_Problem to solve_:
Copy each of the rows below line for line, changing nothing.

_Task input_:
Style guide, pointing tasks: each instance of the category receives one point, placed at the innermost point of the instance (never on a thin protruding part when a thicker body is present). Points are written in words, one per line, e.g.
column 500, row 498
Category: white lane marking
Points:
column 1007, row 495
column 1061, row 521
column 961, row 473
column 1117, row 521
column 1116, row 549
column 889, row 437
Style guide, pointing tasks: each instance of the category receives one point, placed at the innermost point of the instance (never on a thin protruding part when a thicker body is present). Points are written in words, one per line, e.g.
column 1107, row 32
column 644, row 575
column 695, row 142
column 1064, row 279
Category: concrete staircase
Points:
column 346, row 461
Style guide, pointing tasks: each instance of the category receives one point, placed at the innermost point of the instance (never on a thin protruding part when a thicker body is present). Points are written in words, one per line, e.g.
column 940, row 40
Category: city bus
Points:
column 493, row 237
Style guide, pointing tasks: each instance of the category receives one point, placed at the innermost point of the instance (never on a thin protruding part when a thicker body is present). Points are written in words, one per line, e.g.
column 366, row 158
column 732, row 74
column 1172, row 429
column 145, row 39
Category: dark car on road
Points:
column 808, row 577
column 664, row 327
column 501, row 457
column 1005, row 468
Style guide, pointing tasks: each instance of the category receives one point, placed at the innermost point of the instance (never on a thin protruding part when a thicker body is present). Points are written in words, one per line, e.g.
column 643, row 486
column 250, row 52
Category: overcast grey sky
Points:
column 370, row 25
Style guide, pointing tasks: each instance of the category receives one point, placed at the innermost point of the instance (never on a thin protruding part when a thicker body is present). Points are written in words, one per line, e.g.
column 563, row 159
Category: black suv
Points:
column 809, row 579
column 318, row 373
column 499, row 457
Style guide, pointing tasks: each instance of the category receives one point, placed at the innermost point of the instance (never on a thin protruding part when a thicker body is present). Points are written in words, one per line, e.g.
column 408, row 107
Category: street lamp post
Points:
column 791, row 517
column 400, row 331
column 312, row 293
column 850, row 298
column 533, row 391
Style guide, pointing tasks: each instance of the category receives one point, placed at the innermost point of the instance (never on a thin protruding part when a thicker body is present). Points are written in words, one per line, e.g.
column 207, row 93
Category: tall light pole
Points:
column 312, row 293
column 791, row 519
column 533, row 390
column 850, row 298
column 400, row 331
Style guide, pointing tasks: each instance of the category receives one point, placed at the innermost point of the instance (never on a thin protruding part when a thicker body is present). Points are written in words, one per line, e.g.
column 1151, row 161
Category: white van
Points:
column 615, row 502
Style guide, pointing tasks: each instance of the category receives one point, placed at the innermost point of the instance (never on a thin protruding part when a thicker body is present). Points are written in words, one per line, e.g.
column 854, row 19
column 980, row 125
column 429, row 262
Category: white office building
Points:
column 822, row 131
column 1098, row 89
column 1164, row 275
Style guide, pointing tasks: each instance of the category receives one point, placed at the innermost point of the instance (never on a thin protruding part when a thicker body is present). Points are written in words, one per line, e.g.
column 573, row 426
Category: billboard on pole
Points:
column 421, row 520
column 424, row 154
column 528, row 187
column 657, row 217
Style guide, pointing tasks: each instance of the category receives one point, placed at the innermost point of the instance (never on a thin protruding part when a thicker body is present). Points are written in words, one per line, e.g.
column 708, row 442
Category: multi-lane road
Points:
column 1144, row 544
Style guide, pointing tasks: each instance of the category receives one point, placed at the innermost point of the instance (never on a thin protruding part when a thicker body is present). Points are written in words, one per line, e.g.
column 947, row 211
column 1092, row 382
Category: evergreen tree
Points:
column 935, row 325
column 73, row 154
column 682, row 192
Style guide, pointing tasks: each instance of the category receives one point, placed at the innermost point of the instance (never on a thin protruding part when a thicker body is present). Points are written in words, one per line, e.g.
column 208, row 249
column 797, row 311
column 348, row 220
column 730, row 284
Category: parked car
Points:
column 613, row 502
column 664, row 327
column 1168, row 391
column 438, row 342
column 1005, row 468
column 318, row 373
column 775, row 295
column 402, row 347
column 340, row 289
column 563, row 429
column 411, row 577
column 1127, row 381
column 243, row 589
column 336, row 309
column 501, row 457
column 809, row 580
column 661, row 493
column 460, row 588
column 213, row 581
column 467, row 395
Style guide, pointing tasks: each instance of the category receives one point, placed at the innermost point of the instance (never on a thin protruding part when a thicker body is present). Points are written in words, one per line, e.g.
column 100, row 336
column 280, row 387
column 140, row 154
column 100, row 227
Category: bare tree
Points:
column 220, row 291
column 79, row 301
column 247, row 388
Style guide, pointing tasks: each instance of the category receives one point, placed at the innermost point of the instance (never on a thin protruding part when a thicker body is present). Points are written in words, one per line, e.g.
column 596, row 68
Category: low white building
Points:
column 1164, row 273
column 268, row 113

_Expected answer_:
Style guide, pointing tasks: each instance of the category receives one point, placed at the innermost point of the instance (never on a thin protruding part when a thicker body is present). Points are written in words, one per line, e.g.
column 500, row 498
Category: white lane marking
Points:
column 1007, row 495
column 1061, row 521
column 961, row 473
column 1117, row 521
column 1116, row 549
column 889, row 437
Style guide, pointing tasks: each instance of the category receives one point, placed at the innermost point of the instance (never on a thin protruding part when a thicker body is present). Points are written in words, one per line, e.g.
column 1107, row 32
column 644, row 575
column 695, row 142
column 1064, row 279
Category: concrete staircase
Points:
column 346, row 461
Style guide, pointing tasks: each instance of the category receives one point, placed at the innermost point of the instance (never on a thin protruding part when a thicker body is present). Points are written in words, one per line, e.g.
column 940, row 40
Category: city bus
Points:
column 493, row 237
Style guide, pointing tasks: each instance of the category receives one point, placed at the innermost point of the instance (never on a thin protruding part when a thicker body is present). Points are written in words, one per line, e.g.
column 366, row 158
column 732, row 74
column 1172, row 429
column 145, row 39
Category: dark car on road
Points:
column 808, row 577
column 664, row 327
column 501, row 457
column 1005, row 468
Style guide, pointing tasks: each instance of the category receives one point, placed at the innermost point of the instance (never on a thin protruding part when a thicker body is present). Points are written in words, one per line, e.g.
column 643, row 486
column 250, row 52
Category: overcast grey sky
Points:
column 370, row 25
Style guide, pointing tasks: each instance of the category receives one point, placed at the innermost point of the instance (never on a thin protruding part when a thicker body is present). Points are written in words, one per line, e.g.
column 563, row 159
Category: black suv
Points:
column 809, row 579
column 318, row 373
column 499, row 457
Style guide, pointing tasks: each instance of the category receives one point, placed at the innermost point of the instance (never on a thin protruding part when a thicker body is present). Points are written in words, one per line, e.g.
column 408, row 107
Category: street lamp post
Points:
column 791, row 517
column 400, row 331
column 312, row 293
column 850, row 298
column 533, row 391
Style guide, pointing tasks: each instance of the category receives one point, placed at the innermost point of the instance (never on a thin protruding part when a thicker body is present). Points are written in words, one per line, e.g.
column 207, row 93
Category: tall light pole
Points:
column 312, row 293
column 791, row 519
column 533, row 390
column 850, row 298
column 400, row 331
Style guide, pointing tasks: each instance of the category receives one point, placed at the innermost point of the instance (never on a thin protruding part when a thicker body is present). Points are written in words, one per line, e.g.
column 1151, row 161
Category: white van
Points:
column 615, row 502
Style guide, pointing tasks: each instance of the category receives one point, placed at the innermost point of the instance (never on a thin protruding part when a thicker body is present). Points are written in words, one per line, e.g.
column 854, row 19
column 980, row 125
column 429, row 262
Category: white office building
Points:
column 822, row 131
column 1098, row 89
column 1164, row 275
Style guide, pointing tasks: each instance of the category receives one point, placed at the innermost point of the instance (never on a thin protruding part when a thicker body is present). Points are written in words, one per line, e.g.
column 573, row 426
Category: billboard on pole
Points:
column 421, row 520
column 424, row 154
column 528, row 187
column 657, row 217
Style guide, pointing tasks: each instance of the category receives one point, placed at the innermost point of the instance (never on a thin protruding part when a thicker body is present). Points are written in words, one per line, e.g.
column 708, row 442
Category: multi-lane road
Points:
column 1144, row 544
Style guide, pointing tasks: each instance of the category receives one point, placed at the innermost point of the instance (never on a thin protruding part when a thicker body is present). Points are written in words, one per line, e.g.
column 947, row 211
column 1092, row 382
Category: evergreen tree
Points:
column 935, row 325
column 73, row 154
column 682, row 192
Style guide, pointing tasks: each instance of the category receives one point, placed at the innermost point of the instance (never on a thin protruding part when a thicker body is present). Points are written in words, one per line, e.g.
column 208, row 249
column 797, row 311
column 348, row 220
column 730, row 284
Category: parked car
Points:
column 613, row 502
column 664, row 327
column 1168, row 391
column 438, row 342
column 1005, row 468
column 318, row 373
column 775, row 295
column 402, row 347
column 340, row 289
column 563, row 429
column 411, row 577
column 1127, row 381
column 243, row 589
column 336, row 309
column 501, row 457
column 809, row 580
column 661, row 493
column 460, row 588
column 213, row 581
column 467, row 395
Style guide, pointing tasks: each instance of the category receives one point, placed at the innermost point of the instance (never on a thin protruding part when a thicker body is present). Points are written in words, one per line, e.g.
column 100, row 336
column 280, row 387
column 140, row 154
column 100, row 227
Category: bare tree
Points:
column 220, row 291
column 79, row 301
column 247, row 388
Style guide, pointing tasks: each instance of the category receives one point, placed at the innermost point of the instance (never on a thin protruding part when a thicker body is present). Points are written in words, one per line, e.g.
column 596, row 68
Category: low white building
Points:
column 1164, row 273
column 268, row 113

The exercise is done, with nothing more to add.